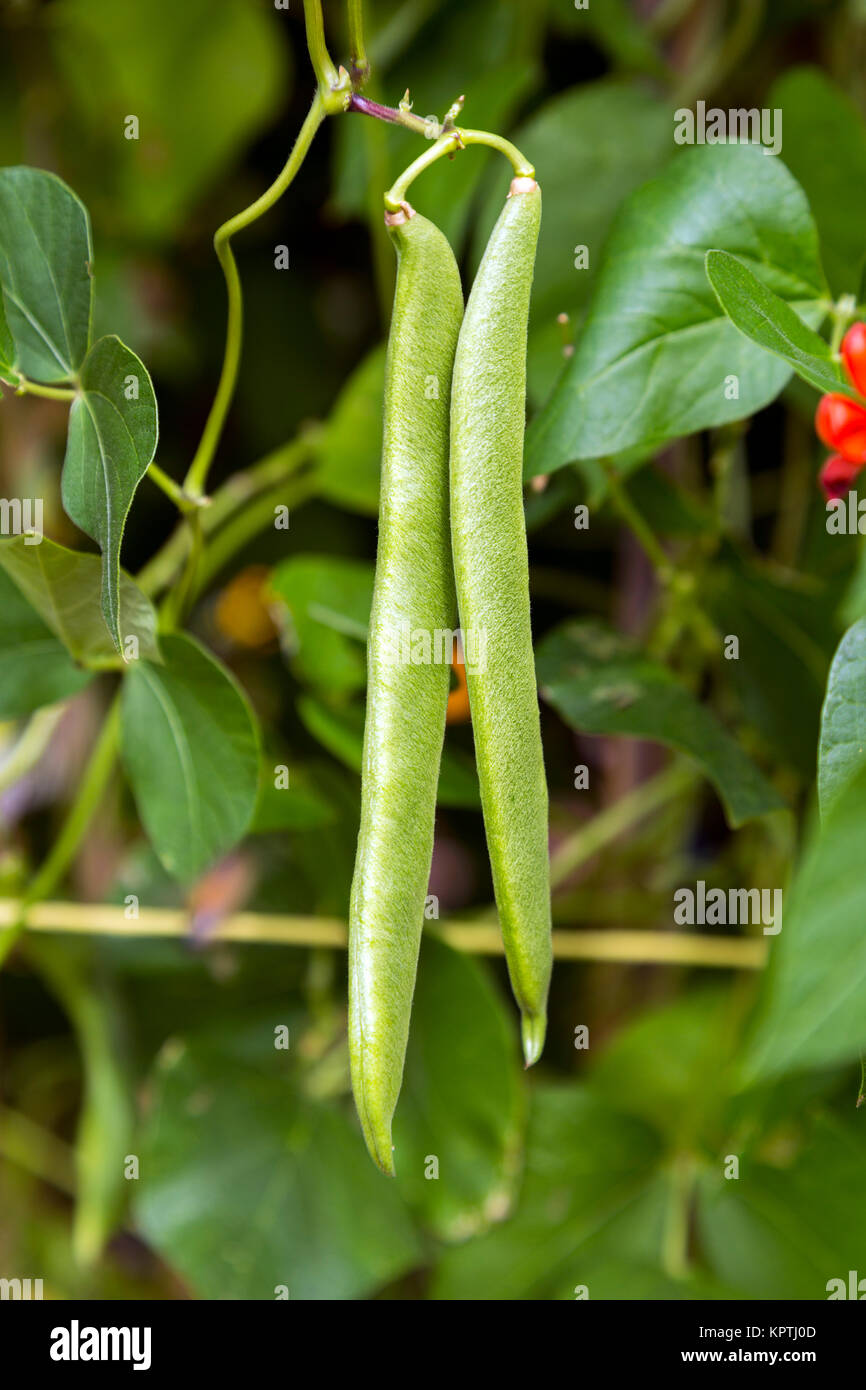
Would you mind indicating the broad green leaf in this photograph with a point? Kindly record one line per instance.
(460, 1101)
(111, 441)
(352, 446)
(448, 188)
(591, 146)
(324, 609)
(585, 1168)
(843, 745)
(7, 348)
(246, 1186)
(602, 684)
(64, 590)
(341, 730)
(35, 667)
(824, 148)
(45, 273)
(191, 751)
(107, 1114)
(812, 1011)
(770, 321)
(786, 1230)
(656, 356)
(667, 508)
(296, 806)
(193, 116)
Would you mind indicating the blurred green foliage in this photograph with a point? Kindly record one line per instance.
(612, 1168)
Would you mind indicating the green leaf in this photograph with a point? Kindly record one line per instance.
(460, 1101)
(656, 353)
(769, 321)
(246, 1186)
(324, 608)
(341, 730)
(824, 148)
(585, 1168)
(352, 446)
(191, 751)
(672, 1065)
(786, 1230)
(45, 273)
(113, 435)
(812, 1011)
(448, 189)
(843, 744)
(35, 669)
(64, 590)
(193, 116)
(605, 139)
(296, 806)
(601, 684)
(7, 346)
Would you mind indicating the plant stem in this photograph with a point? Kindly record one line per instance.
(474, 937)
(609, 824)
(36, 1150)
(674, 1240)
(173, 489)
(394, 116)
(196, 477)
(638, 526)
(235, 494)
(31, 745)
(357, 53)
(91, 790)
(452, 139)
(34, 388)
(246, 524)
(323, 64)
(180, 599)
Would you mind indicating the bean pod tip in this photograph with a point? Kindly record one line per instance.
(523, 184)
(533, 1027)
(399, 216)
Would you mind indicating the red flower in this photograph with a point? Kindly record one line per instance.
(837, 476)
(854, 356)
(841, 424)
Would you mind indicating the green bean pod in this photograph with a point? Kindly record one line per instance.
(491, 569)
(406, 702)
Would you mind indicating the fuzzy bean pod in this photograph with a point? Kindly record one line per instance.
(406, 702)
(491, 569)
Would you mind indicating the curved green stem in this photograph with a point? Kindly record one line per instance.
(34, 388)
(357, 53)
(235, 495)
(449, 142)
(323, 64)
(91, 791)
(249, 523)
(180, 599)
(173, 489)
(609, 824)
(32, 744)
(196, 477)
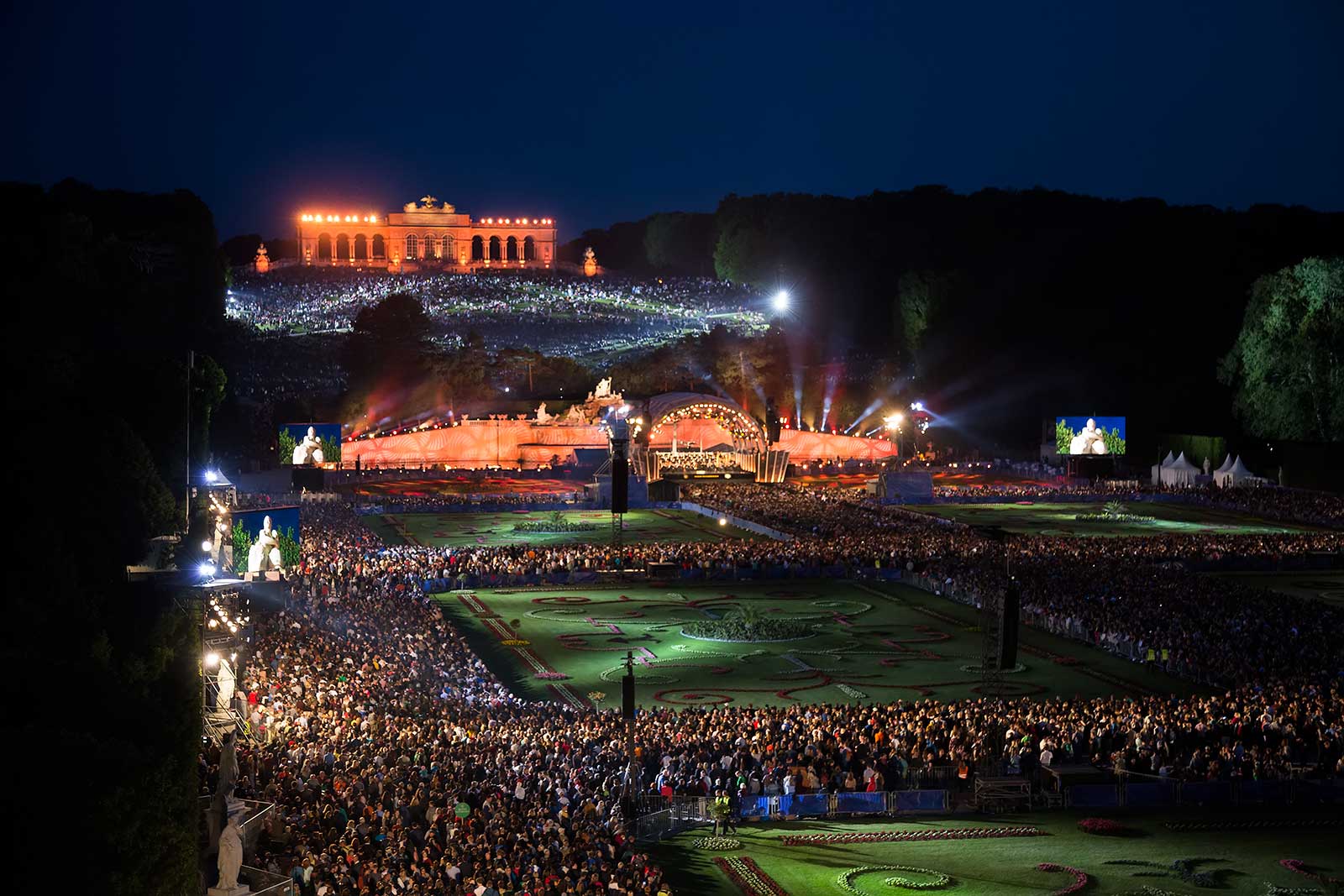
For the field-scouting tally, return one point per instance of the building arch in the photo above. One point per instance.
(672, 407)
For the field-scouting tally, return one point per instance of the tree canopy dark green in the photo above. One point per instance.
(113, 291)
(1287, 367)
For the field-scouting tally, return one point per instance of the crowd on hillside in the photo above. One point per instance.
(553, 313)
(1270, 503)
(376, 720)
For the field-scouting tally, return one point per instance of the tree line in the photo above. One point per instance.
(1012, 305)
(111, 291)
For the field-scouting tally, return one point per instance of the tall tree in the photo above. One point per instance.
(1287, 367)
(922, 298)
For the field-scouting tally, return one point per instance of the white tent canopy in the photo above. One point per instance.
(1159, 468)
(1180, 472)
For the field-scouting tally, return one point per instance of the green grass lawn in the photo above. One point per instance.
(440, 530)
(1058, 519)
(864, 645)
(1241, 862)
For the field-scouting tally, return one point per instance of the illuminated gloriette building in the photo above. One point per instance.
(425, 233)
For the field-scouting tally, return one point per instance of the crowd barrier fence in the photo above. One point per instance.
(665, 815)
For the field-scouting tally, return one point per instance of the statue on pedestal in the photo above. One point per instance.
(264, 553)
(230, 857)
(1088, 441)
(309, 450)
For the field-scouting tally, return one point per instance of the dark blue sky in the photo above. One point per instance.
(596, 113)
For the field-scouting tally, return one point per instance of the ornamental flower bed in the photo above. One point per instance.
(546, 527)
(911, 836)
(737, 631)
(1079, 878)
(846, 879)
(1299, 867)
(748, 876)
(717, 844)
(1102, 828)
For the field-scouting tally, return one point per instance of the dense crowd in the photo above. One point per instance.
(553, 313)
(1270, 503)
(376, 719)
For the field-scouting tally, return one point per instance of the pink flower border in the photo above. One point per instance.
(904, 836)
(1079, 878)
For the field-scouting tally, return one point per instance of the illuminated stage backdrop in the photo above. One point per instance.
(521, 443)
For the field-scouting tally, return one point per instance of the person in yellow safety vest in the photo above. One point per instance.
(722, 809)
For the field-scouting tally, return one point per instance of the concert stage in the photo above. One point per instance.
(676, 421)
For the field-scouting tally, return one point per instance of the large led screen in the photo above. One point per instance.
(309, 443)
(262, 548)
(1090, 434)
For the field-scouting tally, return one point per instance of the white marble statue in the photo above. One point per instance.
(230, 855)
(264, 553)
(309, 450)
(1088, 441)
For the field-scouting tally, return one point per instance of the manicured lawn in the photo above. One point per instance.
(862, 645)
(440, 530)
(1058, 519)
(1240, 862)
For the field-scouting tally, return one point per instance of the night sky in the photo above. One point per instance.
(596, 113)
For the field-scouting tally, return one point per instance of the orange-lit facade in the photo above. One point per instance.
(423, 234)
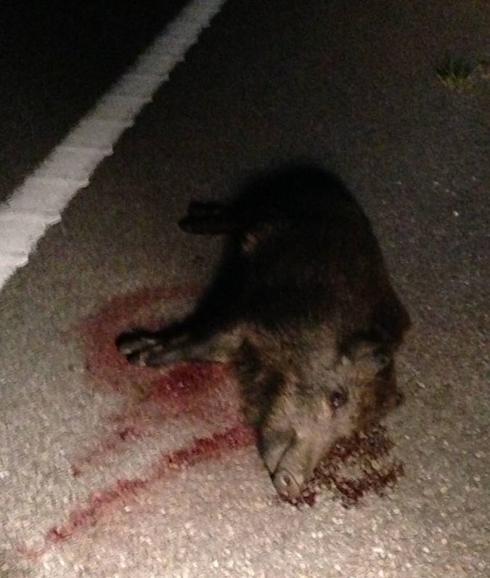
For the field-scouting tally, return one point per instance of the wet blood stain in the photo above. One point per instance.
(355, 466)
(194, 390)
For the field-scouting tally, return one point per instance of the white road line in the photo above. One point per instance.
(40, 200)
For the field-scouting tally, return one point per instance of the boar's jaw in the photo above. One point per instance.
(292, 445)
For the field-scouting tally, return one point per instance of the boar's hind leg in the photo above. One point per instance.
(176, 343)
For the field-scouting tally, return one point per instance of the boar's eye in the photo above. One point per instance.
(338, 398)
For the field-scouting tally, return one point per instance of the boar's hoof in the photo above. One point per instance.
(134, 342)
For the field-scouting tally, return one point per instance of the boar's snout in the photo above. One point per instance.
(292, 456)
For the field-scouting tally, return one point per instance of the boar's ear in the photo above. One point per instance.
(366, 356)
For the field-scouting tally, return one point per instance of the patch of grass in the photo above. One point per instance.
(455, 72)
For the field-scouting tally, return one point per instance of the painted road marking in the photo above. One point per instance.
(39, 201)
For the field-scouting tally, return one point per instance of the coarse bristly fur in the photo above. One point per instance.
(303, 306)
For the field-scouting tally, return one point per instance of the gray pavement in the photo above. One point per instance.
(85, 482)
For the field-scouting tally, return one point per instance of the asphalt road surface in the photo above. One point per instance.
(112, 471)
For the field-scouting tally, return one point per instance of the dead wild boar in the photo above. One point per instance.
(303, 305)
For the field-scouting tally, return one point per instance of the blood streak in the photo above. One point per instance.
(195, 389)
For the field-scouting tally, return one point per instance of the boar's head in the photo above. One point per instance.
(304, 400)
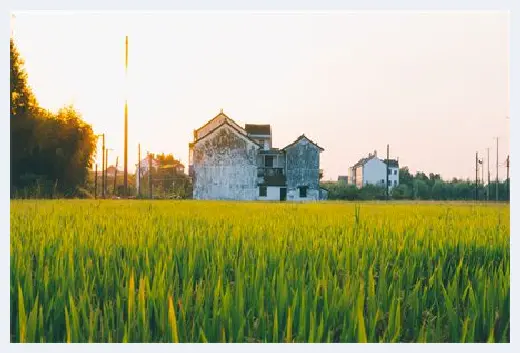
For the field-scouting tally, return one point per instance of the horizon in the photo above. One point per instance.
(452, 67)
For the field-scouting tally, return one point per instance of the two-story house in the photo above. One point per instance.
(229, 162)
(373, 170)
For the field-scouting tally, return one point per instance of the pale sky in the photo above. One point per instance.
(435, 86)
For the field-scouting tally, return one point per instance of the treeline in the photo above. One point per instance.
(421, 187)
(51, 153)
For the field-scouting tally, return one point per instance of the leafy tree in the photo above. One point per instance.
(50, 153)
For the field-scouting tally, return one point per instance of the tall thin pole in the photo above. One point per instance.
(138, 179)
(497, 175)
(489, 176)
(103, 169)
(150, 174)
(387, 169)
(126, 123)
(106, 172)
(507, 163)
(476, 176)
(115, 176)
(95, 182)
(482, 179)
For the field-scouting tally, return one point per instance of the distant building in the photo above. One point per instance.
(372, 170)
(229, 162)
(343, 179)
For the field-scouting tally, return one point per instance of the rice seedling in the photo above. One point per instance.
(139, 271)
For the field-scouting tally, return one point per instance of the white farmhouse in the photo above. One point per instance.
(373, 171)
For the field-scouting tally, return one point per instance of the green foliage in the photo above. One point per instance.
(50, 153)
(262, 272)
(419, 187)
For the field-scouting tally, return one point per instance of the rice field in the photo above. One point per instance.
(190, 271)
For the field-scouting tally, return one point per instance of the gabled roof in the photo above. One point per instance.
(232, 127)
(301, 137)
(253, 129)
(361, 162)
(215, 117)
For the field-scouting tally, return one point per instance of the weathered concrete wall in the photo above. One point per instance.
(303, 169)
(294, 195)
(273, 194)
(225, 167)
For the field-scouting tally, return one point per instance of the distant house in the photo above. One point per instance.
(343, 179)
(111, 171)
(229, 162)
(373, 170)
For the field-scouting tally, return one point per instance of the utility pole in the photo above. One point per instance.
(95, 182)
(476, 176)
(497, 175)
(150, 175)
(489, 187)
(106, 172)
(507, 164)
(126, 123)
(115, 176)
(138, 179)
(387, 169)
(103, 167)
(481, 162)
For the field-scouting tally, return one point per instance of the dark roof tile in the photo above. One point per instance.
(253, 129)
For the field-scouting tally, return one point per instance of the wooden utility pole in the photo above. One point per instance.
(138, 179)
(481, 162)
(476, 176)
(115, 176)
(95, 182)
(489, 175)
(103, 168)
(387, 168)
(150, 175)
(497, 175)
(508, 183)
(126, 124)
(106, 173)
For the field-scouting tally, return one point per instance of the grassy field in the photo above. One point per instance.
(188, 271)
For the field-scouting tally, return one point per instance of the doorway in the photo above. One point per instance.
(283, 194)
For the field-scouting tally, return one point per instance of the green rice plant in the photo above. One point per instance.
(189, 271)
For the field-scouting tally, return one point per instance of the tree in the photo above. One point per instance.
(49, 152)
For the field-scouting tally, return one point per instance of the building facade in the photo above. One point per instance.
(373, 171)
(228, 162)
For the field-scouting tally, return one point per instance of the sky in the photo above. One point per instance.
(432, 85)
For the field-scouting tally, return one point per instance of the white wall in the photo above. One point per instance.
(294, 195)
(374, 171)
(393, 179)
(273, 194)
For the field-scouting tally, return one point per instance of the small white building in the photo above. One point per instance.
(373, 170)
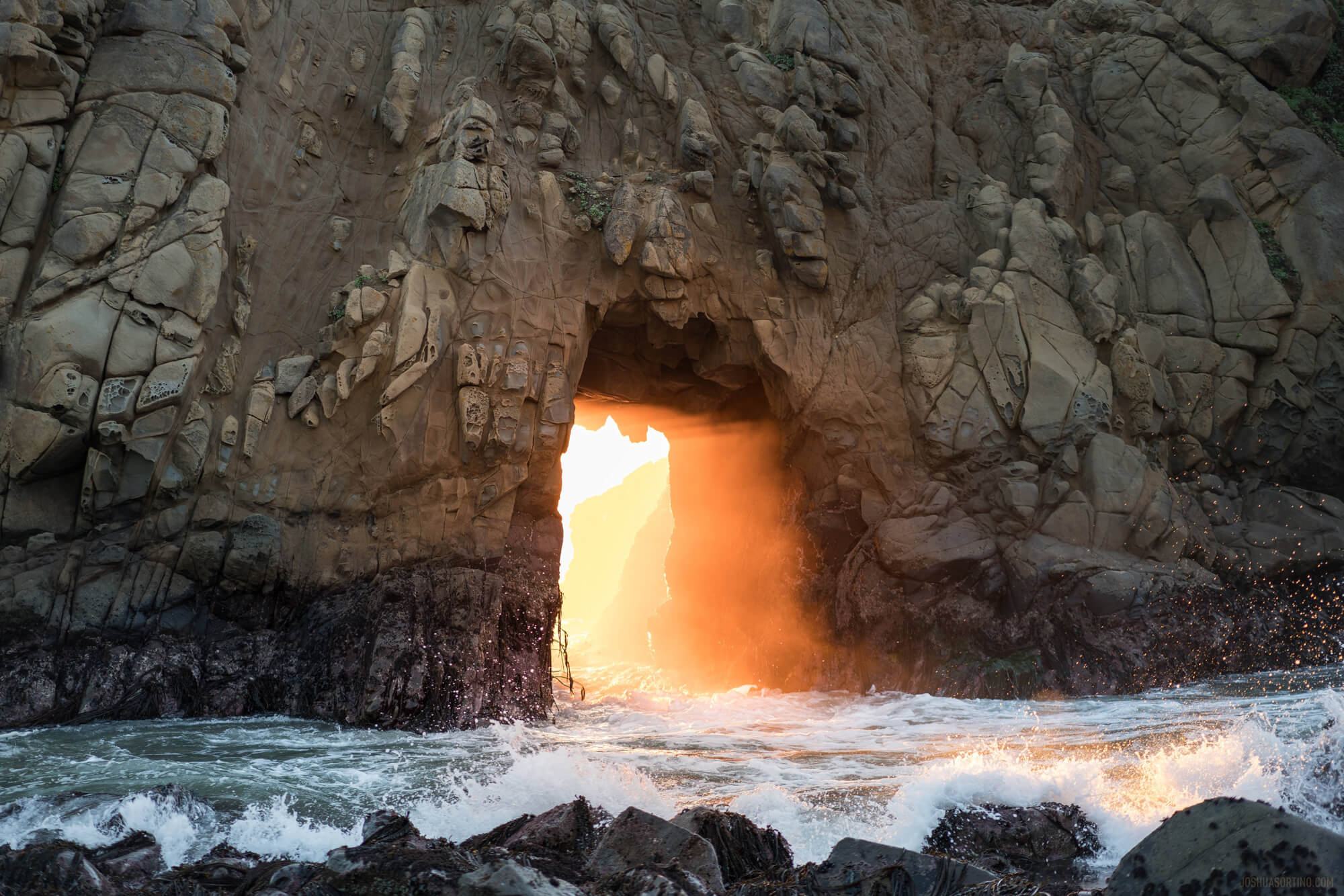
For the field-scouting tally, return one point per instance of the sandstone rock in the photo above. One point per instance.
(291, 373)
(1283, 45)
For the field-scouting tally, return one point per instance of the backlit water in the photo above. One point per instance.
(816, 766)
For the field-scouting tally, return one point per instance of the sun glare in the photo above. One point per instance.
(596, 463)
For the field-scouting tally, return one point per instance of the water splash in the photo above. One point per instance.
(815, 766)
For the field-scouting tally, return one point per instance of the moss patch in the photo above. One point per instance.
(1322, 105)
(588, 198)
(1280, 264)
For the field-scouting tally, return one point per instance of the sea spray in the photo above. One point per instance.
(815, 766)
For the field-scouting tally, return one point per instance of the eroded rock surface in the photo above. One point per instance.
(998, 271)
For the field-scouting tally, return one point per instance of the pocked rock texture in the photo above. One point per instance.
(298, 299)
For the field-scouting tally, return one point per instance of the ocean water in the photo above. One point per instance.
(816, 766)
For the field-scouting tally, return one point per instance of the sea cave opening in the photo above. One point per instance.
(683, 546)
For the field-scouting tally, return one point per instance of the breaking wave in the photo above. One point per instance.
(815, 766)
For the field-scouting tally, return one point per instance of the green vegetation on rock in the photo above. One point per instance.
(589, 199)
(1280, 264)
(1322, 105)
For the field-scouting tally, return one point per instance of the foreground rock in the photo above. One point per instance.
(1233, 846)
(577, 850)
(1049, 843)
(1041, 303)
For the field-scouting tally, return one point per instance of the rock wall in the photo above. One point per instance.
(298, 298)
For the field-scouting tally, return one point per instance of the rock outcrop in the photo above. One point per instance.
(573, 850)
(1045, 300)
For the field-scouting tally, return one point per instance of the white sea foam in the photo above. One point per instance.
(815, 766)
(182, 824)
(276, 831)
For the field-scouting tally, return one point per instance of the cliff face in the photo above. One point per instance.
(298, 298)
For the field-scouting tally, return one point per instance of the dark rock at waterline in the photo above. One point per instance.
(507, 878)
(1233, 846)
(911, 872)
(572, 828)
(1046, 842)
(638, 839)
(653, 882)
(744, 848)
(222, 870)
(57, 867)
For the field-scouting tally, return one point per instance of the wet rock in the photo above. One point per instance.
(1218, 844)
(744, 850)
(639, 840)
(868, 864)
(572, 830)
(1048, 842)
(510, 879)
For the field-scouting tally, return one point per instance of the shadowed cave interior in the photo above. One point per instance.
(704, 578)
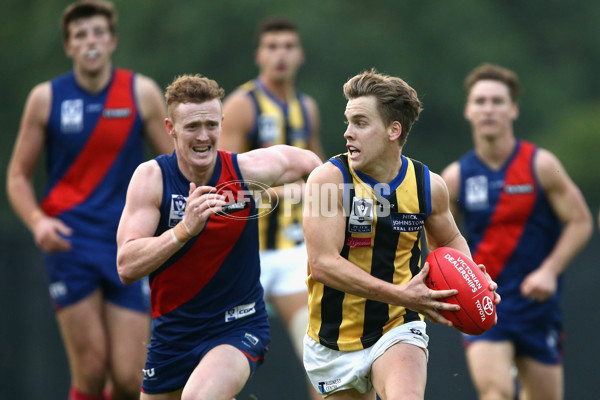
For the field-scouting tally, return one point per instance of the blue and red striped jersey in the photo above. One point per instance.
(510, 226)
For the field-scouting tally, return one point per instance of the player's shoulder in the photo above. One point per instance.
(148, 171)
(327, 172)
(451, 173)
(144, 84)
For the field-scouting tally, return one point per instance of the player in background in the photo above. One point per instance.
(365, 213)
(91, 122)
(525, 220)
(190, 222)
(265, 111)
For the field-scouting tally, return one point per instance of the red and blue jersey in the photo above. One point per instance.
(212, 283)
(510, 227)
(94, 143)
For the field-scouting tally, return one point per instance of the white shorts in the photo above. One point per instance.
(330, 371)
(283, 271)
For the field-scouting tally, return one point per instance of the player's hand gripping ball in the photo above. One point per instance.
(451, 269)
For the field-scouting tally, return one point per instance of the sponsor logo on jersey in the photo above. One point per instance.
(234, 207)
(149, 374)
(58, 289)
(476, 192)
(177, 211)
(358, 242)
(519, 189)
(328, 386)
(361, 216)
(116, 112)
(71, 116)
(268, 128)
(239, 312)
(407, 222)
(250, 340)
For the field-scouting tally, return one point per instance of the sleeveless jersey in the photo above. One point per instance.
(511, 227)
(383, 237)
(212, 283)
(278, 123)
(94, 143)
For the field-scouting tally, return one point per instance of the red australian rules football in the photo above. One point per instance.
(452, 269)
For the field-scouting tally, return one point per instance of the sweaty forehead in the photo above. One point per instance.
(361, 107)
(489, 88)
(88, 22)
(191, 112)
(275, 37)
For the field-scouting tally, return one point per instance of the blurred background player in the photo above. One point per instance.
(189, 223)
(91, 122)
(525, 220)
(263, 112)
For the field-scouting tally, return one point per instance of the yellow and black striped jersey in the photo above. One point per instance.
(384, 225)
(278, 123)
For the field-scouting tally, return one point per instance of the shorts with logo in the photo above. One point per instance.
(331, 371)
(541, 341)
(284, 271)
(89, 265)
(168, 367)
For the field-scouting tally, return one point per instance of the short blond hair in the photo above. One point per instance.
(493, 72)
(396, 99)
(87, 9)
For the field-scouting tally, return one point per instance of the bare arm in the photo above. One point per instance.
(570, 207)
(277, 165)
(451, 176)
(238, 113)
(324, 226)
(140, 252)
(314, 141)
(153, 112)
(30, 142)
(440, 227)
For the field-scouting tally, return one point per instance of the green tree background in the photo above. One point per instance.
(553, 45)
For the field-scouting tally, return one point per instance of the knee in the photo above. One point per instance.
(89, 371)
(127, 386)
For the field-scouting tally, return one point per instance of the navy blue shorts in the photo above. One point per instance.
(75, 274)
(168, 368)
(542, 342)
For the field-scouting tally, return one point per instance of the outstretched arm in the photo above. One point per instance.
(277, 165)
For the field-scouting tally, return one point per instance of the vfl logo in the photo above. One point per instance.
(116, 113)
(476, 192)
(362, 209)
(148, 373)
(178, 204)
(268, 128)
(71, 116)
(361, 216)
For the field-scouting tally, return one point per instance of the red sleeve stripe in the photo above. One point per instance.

Problem to work on -> From the line containing "of the outstretched" through the closing line of the material above, return every line exactly and omit all others.

Solved problem ->
For the field-scouting tally, return one point per instance of the outstretched arm in the photo above. One point per instance.
(277, 165)
For the field-scouting tally, return one point per instance of the vfl logo in the photo above. One point per instance.
(116, 113)
(476, 192)
(362, 209)
(148, 373)
(178, 204)
(268, 128)
(71, 116)
(361, 216)
For the field-scouting tally, return one point per instance of the red sleeve stripe in the photo above. One point per instance.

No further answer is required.